-- start --

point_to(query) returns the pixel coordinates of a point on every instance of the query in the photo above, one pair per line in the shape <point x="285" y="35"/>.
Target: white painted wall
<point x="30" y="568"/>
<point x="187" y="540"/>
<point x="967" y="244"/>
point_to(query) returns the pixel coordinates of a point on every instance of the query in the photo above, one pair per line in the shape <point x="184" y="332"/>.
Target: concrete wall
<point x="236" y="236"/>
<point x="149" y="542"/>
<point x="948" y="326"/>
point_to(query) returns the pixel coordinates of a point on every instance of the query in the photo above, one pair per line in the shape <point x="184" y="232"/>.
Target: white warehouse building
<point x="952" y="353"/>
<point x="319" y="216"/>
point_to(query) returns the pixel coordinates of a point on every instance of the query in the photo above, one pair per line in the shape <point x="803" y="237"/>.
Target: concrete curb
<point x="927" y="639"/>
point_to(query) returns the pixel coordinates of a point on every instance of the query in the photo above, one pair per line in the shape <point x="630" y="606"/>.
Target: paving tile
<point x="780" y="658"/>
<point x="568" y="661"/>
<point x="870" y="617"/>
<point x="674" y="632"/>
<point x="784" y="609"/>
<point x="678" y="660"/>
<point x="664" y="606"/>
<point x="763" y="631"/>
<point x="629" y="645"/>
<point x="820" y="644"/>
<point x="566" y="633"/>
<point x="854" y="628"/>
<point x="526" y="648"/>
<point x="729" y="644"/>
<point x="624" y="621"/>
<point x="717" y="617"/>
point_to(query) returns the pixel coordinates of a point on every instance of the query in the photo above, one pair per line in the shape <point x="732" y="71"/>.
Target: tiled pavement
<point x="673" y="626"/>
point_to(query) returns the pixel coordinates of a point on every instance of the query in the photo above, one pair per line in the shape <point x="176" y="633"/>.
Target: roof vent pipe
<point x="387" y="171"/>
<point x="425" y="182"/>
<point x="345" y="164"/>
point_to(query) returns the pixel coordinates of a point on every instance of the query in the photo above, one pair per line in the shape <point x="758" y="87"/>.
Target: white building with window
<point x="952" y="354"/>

-- end --

§ SHORT EXERCISE
List each line in the rows above that contains the string "building", treating uppercase and lowercase letters as different.

§ EXERCISE OUTPUT
Target: white warehouse building
Target: white building with window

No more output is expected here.